Action item:
Please write out the data that follows, word for word.

Data to process:
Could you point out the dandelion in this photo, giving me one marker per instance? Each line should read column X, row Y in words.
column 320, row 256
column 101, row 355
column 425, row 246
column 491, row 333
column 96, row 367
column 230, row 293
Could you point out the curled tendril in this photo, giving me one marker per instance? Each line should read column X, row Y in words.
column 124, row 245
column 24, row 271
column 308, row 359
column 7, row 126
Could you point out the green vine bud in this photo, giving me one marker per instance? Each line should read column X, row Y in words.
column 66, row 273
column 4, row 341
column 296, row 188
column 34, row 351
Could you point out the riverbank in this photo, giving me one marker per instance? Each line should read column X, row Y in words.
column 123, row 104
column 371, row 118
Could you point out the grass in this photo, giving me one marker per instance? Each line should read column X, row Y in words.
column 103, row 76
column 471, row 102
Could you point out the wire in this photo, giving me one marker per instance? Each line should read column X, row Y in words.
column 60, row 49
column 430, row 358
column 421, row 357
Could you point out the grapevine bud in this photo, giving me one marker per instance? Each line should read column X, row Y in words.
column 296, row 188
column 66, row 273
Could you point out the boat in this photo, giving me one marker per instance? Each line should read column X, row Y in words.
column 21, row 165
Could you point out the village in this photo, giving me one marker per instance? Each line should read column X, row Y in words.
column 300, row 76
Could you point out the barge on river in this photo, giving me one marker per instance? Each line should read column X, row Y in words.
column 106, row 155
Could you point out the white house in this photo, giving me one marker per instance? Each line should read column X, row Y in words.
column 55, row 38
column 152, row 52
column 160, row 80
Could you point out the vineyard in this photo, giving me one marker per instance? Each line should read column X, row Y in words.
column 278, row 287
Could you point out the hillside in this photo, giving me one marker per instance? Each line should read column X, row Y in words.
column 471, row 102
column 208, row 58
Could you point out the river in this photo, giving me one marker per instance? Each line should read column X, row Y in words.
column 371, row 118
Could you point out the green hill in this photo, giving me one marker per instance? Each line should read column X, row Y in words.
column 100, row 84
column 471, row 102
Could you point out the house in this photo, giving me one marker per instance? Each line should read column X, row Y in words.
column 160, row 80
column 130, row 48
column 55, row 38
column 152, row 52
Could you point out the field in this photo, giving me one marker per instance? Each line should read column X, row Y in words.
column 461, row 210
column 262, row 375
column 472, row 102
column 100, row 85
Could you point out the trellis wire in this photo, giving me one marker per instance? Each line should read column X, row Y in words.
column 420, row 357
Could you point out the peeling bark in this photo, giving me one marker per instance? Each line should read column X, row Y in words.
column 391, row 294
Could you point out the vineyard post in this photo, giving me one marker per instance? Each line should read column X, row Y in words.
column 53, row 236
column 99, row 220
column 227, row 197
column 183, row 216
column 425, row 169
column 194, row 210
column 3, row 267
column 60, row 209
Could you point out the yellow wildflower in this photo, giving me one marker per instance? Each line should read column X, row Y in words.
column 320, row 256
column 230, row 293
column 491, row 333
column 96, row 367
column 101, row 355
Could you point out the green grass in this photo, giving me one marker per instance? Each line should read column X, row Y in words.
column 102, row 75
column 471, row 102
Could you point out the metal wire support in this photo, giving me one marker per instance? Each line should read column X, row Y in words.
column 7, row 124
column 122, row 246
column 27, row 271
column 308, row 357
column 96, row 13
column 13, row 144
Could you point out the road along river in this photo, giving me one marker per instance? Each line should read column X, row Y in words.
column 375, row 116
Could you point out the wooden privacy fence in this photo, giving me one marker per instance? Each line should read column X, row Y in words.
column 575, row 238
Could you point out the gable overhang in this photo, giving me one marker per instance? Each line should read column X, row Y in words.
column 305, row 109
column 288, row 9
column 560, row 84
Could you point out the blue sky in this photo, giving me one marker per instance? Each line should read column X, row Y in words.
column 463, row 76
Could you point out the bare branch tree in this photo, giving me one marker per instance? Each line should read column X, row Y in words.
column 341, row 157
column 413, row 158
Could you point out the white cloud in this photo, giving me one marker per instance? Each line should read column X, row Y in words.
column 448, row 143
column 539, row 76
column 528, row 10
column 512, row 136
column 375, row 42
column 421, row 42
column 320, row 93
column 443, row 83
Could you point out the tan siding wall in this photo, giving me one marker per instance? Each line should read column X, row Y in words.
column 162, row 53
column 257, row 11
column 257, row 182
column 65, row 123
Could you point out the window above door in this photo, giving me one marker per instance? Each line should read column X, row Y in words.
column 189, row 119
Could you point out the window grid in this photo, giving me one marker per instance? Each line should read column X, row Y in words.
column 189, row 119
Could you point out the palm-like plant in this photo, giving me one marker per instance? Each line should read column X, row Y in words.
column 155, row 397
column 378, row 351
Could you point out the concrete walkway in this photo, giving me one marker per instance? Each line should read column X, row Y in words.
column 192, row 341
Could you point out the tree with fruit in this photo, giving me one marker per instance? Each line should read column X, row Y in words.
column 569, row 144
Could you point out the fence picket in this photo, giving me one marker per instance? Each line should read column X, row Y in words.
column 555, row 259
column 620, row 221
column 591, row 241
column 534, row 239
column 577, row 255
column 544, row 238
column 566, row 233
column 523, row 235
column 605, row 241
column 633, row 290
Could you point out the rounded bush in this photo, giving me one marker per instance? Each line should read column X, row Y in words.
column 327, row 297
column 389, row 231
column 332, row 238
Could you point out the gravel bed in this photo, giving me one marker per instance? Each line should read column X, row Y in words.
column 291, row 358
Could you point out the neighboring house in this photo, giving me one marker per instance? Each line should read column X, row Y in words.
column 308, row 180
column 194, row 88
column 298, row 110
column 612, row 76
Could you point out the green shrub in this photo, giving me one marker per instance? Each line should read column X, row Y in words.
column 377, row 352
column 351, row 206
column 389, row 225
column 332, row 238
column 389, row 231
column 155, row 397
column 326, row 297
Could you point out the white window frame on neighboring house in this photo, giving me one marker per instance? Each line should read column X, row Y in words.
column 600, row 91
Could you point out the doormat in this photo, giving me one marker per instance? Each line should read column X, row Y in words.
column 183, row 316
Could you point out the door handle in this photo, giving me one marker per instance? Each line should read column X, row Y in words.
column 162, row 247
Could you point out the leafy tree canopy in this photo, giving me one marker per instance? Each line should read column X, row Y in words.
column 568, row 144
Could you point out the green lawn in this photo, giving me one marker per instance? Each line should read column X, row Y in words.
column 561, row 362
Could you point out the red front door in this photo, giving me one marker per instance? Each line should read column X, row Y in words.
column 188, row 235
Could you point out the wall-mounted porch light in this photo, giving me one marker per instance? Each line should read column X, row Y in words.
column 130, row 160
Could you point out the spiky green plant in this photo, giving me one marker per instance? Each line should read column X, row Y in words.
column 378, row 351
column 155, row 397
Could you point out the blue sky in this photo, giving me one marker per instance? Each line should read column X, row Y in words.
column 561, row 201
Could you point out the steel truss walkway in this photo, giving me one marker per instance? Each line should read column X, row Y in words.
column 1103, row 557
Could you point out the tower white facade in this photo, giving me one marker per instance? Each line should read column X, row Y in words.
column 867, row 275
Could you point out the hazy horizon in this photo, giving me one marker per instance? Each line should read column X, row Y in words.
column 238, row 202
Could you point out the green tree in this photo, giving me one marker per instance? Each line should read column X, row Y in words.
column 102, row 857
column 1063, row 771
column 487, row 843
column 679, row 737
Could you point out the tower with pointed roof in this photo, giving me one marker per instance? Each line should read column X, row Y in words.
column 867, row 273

Answer to this exercise:
Could you point out the dandelion in this photo, giving me one marker per instance? Each line should read column X, row Y in words.
column 320, row 256
column 101, row 355
column 425, row 246
column 491, row 333
column 96, row 367
column 230, row 293
Could you point out the curled tendril in this photo, giving me one marker per instance? Each line should read column X, row Y in words.
column 124, row 245
column 24, row 271
column 308, row 359
column 7, row 126
Could you point out the green vine bud in this photo, giving me one marker per instance? Each line should read column X, row Y in words.
column 66, row 273
column 4, row 341
column 296, row 188
column 34, row 351
Could you point out the riverbank in this photo, giving me one marker per instance? Each line should read column X, row Y in words.
column 123, row 104
column 371, row 118
Could you point out the grass in this photo, giving me one marker per instance? Each line should read column X, row Y in words.
column 103, row 76
column 471, row 102
Could you point out the wire in this photo, giving me one marker per instance? Each line should read column X, row Y in words.
column 60, row 49
column 430, row 358
column 421, row 357
Could you point out the grapevine bud in this photo, giving me one marker per instance? Each line should read column X, row Y in words.
column 296, row 188
column 66, row 273
Could you point out the boat in this photo, giving me one marker per instance? Each line should read column X, row Y in words.
column 21, row 165
Could you point out the village in this photo, giving me one marker per instance? Each line should read column X, row Y in words.
column 300, row 76
Could you point out the barge on river in this photo, giving me one marker per instance? Each line should read column X, row Y in words.
column 106, row 155
Could you point out the white house in this photo, giving me one marker per instance? Each line should read column X, row Y in words.
column 55, row 38
column 152, row 52
column 160, row 80
Could you point out the vineyard in this photo, giving me one marker per instance? Each line should read column X, row Y in words.
column 278, row 287
Could you point out the hillside in this photo, giving me one marker per instance? Each line should read column X, row Y in words.
column 471, row 102
column 208, row 58
Could you point out the river in this photo, giving me one marker per instance? Each line should read column X, row Y in words.
column 371, row 118
Could you point out the green hill in this photo, giving me one marker per instance? Each line should read column X, row Y in words.
column 100, row 84
column 471, row 102
Could you point out the house in this photo, giving me one marker per instance? Each line should read column X, row Y in words.
column 160, row 80
column 130, row 48
column 55, row 38
column 152, row 52
Could you point out the field in this photo, giving me one marker per instance? Each line should read column X, row Y in words.
column 461, row 210
column 262, row 375
column 472, row 102
column 100, row 85
Could you point out the trellis wire in this photo, giving me one marker per instance? Each line should read column X, row Y in words.
column 420, row 357
Could you point out the peeling bark in this photo, giving me one marker per instance? Each line should read column X, row Y in words.
column 391, row 294
Could you point out the vineyard post in this photo, giving me one marker per instance? Each line should read column X, row Y in words.
column 53, row 236
column 99, row 220
column 227, row 197
column 183, row 216
column 425, row 169
column 194, row 210
column 3, row 267
column 60, row 209
Could you point out the yellow wildflower in this photo, giving me one marker per instance? Each line should read column X, row Y in words.
column 320, row 256
column 230, row 293
column 491, row 333
column 96, row 367
column 101, row 355
Could you point out the green grass in this photo, giving me one marker per instance? Each line should read column X, row Y in words.
column 102, row 75
column 471, row 102
Could you point out the metal wire support in this photo, giving me one marker per instance? Each line should read column X, row Y in words.
column 7, row 124
column 122, row 246
column 27, row 271
column 308, row 357
column 96, row 13
column 13, row 144
Could you point out the road along river in this photo, giving me one marker per instance? Each line should read column X, row Y in words.
column 375, row 116
Could you point out the wooden privacy fence in this photo, giving me one marker per instance? Each line should read column X, row Y in words.
column 575, row 238
Could you point out the gable overhang in this photo, giving me one marker per instance? Each line should read column X, row Y in words.
column 305, row 109
column 288, row 9
column 560, row 84
Could you point out the blue sky in this photo, giving me one marker per instance? Each line should read column X, row Y in words.
column 463, row 76
Could you point out the bare branch tree in this photo, giving me one marker per instance? Each line should read column X, row Y in words.
column 341, row 157
column 413, row 158
Could you point out the white cloud in this photo, giving me one marker per instance? Each line should read column X, row Y in words.
column 448, row 143
column 539, row 76
column 528, row 10
column 512, row 136
column 375, row 42
column 421, row 42
column 320, row 93
column 443, row 83
Could you point out the tan siding wall in this photo, giving me one marker per instance? Each line should read column X, row Y in words.
column 162, row 53
column 257, row 11
column 257, row 182
column 65, row 123
Could you point out the window above door in this photo, giving me one marker per instance? Each line should read column X, row Y in words.
column 189, row 119
Could you point out the window grid in this photo, giving me one marker per instance? Each line should read column X, row Y in words.
column 189, row 119
Could you point out the palm-like plant in this photo, giving me one marker per instance? Each line should read column X, row Y in words.
column 155, row 397
column 378, row 351
Could you point out the concrete walkway in this photo, giving me one marker per instance? Each line should read column X, row Y in words.
column 192, row 341
Could you point out the tree with fruit in this photo, giving me one marker per instance? Each line should read column X, row Y in words.
column 569, row 144
Could you point out the fence picket in this photo, giving me one marker per instance? Each line should read column X, row Y in words.
column 555, row 259
column 620, row 221
column 591, row 241
column 534, row 239
column 577, row 255
column 544, row 238
column 566, row 233
column 523, row 235
column 605, row 241
column 633, row 290
Could you point out the rounded bush in this photo, giving me one marker per instance? Each line should read column X, row Y in words.
column 327, row 297
column 389, row 231
column 332, row 238
Could you point out the gravel bed in this photo, giving me one marker per instance? Each line should read column X, row Y in words.
column 291, row 358
Could you point out the neighboring house in this photo, giving me one marker per instance? Each line should read column X, row Y in words.
column 308, row 180
column 194, row 88
column 298, row 110
column 612, row 76
Could you point out the green shrub in this photo, giving me one marker per instance? Each line should read column X, row Y in words.
column 377, row 352
column 351, row 206
column 389, row 225
column 332, row 238
column 389, row 231
column 155, row 397
column 326, row 297
Could you point out the white window frame on neighboring house in this photo, giving me one marker per instance? Each line should read column X, row Y in words.
column 600, row 91
Could you point out the doormat in this photo, giving me one marker per instance? Each line should read column X, row Y in words.
column 183, row 316
Could you point out the door handle in this photo, giving me one marker per instance? Each line should read column X, row Y in words.
column 162, row 247
Could you point out the leafy tree canopy in this photo, giving me one marker per instance? Each line should read column X, row Y in words.
column 568, row 144
Could you point out the green lawn in this photo, giving me one marker per instance? Each line should read column X, row Y in words.
column 561, row 362
Could you point out the red front door in this photo, giving me one marker per instance? Each line should read column X, row Y in words.
column 188, row 235
Could you point out the wall-mounted porch light in this photo, giving me one marker per instance? Each line should read column X, row Y in words.
column 130, row 160
Could you point out the spiky green plant in this photo, giving me one marker per instance? Each line should read column X, row Y in words.
column 378, row 351
column 155, row 397
Could you point out the blue sky in this photo, giving me one marker per instance? Each line should read column X, row Y in words.
column 561, row 201
Could you point out the steel truss walkway in this photo, giving me one marker per instance? Each line should read column X, row Y in words.
column 1103, row 557
Could you point out the tower white facade in this photo, giving me one marker per instance? Each line should read column X, row Y in words.
column 867, row 275
Could you point out the hazy horizon in this photo, giving me one marker per instance? Each line should read column X, row Y in words.
column 238, row 202
Could you point out the green tree in this photo, giving me one marker per instance? Each line should read column X, row Y in words.
column 102, row 857
column 1063, row 771
column 487, row 843
column 679, row 737
Could you point out the tower with pointed roof in this photo, giving me one marker per instance? Each line should read column X, row Y in words.
column 867, row 273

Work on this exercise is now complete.